BRIEF A —
Rewrite every one of the records below with "Practice" swapped for "Exercise", leaving all other wording unchanged. Leave the pictures out.

PASSAGE SHOWN —
[BEGIN]

B-Sides Collect is a compilation album by Canadian electro-industrial band Skinny Puppy, released in 1999. The album serves as a collection of several B-sides from earlier singles that were out of print by the time of the collection's release. With the exception of "Serpents", this release complements one of the band's earlier compilations, Twelve Inch Anthology.

Not all Skinny Puppy B-sides are represented on this release due to time and label restrictions. Other B-sides that had previously been available but do not appear on this release include: "Censor (Extended Mix)", "Tin Omen (Reload)", "Spasmolytic (Remix)", "Walking On Ice (Live)", "Inquisition (Extended Mix)", and "Choralone (Live)".

[END]

BRIEF B —
Retype the passage on B-Sides Collect from "B-Sides Collect is" to "Twelve Inch Anthology." with no changes.

EXTRACTED INFORMATION —
[BEGIN]

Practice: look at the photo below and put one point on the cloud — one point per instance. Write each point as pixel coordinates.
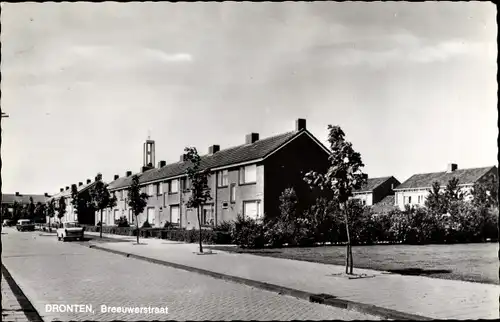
(163, 56)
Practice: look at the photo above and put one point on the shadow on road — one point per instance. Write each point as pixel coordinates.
(419, 271)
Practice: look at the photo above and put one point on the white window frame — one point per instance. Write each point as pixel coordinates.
(222, 178)
(243, 173)
(258, 207)
(170, 186)
(178, 214)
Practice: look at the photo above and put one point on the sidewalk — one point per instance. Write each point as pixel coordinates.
(15, 306)
(423, 296)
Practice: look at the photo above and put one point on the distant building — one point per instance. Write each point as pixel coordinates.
(414, 191)
(8, 200)
(87, 215)
(375, 190)
(245, 180)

[END]

COMPLETE OUTPUT A —
Exercise: look at the photo below and put one point on the cloud — one point per instance. Write each point as pixel coordinates.
(163, 56)
Exercise: look at the photo above and put one point on the shadow on road — one point per instance. Write each point as pixel coordinates.
(419, 271)
Exercise: look at the photo above and put one point on the white window frame — one point per instance. Write each point as pixel coordinates.
(222, 178)
(243, 173)
(258, 207)
(170, 186)
(178, 214)
Exercise: look at the photo above and put one point on the sidewalk — one point per instance. Write each point as pixel coordinates.
(15, 306)
(423, 296)
Exercise: look at the photo above and put one point on the distant building — one point per instance. Write each point as pixel coordinates.
(414, 191)
(8, 200)
(87, 215)
(375, 190)
(245, 180)

COMPLETE OUTPUT B —
B-Sides Collect is a compilation album by Canadian electro-industrial band Skinny Puppy, released in 1999. The album serves as a collection of several B-sides from earlier singles that were out of print by the time of the collection's release. With the exception of "Serpents", this release complements one of the band's earlier compilations, Twelve Inch Anthology.